> Exercise inputs

++++++++++++++++++++

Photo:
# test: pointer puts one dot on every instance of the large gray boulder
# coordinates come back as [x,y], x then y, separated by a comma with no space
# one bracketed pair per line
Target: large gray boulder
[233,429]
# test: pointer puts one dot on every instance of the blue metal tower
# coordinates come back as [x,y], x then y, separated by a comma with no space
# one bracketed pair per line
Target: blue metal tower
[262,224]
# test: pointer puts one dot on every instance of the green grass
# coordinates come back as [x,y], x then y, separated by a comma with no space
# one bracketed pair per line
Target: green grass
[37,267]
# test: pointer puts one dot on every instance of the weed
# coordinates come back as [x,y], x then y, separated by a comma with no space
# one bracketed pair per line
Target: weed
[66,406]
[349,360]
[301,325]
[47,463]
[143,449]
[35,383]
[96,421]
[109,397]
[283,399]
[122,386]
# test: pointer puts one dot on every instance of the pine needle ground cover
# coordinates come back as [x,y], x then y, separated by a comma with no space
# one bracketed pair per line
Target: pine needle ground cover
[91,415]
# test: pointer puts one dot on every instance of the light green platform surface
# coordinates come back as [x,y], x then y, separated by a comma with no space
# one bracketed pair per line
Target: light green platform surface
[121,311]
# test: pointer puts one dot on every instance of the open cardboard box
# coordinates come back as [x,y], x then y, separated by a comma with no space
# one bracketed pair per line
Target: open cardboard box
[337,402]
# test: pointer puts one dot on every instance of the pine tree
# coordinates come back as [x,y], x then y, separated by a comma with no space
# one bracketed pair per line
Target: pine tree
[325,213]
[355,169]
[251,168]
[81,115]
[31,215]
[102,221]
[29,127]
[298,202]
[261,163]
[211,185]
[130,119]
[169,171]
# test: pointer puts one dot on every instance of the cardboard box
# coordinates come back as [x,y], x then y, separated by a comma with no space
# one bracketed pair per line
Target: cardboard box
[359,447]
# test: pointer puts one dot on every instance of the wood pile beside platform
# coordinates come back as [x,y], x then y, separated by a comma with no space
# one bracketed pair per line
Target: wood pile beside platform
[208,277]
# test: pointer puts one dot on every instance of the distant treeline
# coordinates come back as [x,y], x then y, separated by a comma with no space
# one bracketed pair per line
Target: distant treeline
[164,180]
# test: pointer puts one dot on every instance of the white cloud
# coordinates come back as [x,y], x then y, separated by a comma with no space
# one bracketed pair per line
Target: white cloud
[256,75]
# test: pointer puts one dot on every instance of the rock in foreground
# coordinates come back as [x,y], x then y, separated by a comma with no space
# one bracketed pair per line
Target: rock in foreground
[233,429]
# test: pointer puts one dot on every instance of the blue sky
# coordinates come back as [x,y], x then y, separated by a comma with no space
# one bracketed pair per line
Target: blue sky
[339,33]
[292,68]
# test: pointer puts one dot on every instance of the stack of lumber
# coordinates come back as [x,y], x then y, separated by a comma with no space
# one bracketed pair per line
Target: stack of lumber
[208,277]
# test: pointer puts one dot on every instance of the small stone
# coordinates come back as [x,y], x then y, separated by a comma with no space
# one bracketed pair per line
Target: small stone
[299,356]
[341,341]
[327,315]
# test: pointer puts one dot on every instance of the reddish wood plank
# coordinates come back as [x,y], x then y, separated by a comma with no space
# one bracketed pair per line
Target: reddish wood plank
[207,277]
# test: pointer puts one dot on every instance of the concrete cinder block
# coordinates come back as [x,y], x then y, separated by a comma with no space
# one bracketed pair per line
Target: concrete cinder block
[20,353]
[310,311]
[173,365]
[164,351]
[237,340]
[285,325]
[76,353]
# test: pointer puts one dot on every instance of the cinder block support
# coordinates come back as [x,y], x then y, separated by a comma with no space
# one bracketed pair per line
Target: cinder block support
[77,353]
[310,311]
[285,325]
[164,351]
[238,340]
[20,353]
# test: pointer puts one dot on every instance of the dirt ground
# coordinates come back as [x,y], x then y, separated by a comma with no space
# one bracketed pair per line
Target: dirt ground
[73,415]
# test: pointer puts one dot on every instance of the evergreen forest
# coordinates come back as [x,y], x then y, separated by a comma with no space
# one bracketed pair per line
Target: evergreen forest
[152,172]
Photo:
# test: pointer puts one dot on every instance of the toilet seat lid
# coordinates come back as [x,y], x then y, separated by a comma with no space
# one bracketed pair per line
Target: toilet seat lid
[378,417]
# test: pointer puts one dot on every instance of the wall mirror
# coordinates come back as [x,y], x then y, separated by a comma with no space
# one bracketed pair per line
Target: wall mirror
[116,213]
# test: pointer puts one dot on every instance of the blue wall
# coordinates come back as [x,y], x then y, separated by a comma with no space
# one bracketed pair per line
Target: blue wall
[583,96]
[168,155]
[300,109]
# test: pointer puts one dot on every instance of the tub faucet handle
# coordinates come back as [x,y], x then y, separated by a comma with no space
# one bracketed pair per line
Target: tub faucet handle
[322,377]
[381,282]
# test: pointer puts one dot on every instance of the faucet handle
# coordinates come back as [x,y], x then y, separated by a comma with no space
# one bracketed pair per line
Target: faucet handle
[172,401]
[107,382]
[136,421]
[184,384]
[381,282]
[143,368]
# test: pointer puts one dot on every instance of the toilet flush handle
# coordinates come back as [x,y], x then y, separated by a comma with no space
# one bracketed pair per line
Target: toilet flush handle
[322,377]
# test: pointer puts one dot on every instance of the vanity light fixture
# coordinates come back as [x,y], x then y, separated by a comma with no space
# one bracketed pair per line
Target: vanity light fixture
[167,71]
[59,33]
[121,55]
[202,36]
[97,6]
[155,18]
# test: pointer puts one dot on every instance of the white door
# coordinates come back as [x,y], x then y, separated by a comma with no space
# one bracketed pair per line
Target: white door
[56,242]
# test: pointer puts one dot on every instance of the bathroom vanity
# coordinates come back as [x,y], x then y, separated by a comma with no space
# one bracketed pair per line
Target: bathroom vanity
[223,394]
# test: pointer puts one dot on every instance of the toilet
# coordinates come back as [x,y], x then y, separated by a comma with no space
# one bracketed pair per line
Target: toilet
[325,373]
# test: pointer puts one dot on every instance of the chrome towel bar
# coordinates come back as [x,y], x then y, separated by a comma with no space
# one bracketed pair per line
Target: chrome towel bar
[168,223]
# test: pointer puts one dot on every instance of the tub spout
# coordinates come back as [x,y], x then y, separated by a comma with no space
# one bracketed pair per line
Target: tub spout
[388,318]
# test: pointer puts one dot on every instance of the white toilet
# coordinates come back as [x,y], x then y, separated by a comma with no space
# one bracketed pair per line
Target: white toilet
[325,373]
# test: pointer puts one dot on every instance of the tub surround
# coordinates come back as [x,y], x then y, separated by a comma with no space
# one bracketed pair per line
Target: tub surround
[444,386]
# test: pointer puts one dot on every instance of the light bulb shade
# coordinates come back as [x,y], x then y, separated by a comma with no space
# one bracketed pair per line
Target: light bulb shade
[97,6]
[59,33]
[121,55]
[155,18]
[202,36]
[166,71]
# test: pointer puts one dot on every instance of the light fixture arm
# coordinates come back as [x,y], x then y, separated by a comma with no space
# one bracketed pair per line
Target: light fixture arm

++++++++++++++++++++

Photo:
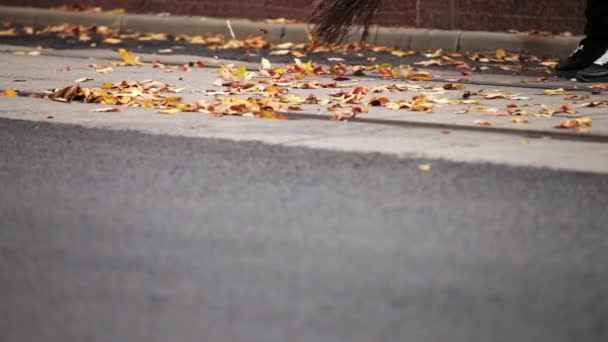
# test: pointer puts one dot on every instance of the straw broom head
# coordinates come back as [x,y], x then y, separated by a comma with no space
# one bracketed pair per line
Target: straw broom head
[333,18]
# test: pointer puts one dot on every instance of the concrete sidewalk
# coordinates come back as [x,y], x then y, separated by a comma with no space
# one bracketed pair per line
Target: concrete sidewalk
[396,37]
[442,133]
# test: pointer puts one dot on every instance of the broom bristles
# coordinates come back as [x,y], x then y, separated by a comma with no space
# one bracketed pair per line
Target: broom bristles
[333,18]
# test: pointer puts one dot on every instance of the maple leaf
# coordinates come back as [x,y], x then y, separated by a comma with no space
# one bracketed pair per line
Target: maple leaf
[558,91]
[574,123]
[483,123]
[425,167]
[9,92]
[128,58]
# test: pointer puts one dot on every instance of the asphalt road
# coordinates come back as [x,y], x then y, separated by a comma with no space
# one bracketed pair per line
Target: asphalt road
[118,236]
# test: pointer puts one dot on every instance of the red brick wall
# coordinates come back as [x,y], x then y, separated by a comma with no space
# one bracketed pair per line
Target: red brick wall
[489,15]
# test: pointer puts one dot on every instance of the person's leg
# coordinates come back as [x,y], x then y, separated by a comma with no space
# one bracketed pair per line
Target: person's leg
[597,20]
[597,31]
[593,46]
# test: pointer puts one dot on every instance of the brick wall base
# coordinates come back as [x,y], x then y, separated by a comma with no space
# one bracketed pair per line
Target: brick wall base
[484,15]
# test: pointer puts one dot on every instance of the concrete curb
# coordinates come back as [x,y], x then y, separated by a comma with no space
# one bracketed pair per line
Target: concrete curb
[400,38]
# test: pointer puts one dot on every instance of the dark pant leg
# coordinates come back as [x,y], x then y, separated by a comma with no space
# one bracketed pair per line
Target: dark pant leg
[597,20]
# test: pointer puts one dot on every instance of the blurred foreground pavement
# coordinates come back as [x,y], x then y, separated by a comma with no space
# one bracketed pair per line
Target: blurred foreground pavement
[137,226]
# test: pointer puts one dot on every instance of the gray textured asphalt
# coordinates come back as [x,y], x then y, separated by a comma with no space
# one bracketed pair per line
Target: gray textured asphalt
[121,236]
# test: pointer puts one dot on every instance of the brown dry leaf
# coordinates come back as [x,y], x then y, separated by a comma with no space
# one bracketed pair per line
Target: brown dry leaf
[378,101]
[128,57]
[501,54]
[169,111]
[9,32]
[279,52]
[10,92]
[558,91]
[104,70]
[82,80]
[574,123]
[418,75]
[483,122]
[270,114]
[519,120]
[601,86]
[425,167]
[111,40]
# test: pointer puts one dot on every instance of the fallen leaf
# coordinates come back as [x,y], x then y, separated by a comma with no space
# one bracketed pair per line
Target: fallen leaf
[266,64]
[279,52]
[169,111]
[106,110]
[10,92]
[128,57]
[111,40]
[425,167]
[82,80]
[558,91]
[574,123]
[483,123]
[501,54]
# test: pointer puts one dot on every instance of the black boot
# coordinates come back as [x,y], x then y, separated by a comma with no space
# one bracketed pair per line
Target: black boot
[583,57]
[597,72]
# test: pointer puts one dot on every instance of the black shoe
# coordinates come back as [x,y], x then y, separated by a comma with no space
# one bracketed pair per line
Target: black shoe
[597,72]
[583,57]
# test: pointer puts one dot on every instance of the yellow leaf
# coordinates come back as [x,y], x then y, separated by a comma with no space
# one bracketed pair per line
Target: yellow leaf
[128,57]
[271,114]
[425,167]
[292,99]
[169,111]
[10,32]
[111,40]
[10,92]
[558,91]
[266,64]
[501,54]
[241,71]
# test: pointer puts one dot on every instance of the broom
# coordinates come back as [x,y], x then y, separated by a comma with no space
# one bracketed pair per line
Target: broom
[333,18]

++++++++++++++++++++

> Task
Beginning with the line containing "the blue metal tower" and ending with the line containing "the cardboard box", extract those lines exactly from the listing above, and only those.

> Result
# test: pointer puts one dot on every instance of the blue metal tower
# coordinates come back as [x,y], x then y, separated by a comma with no space
# one bracketed pair per line
Target: blue metal tower
[262,224]
# test: pointer puts one dot on every instance of the green grass
# coordinates come back as [x,y], x then y, separated by a comma with no space
# one bracketed pair per line
Target: green grass
[37,267]
# test: pointer puts one dot on every instance of the weed
# coordinates come back as [x,y], x then y, separated by a comma with no space
# one bracketed pair per line
Target: weed
[66,406]
[349,360]
[301,325]
[47,463]
[143,449]
[35,383]
[96,421]
[109,397]
[283,399]
[122,386]
# test: pointer puts one dot on every instance of the pine needle ground cover
# coordinates come back as [x,y], x then y, separated by a comma with no space
# one bracketed pair per line
Target: pine needle ground cover
[91,415]
# test: pointer puts one dot on every instance of the light green platform surface
# coordinates come back as [x,y], x then y, separated by a comma with no space
# one bracketed pair per line
Target: light green platform surface
[121,311]
# test: pointer puts one dot on every instance of the open cardboard box
# coordinates come back as [x,y], x then y, separated by a comma with no space
# one bracketed pair per line
Target: open cardboard box
[337,402]
# test: pointer puts one dot on every instance of the pine tree
# coordinates come back as [x,y], x then y, separated by a comma with no space
# one bracketed pair per line
Target: pine tree
[325,213]
[355,169]
[251,168]
[81,115]
[31,215]
[102,221]
[29,127]
[298,202]
[261,163]
[211,185]
[130,119]
[169,171]
# test: pointer puts one dot on every instance of the cardboard box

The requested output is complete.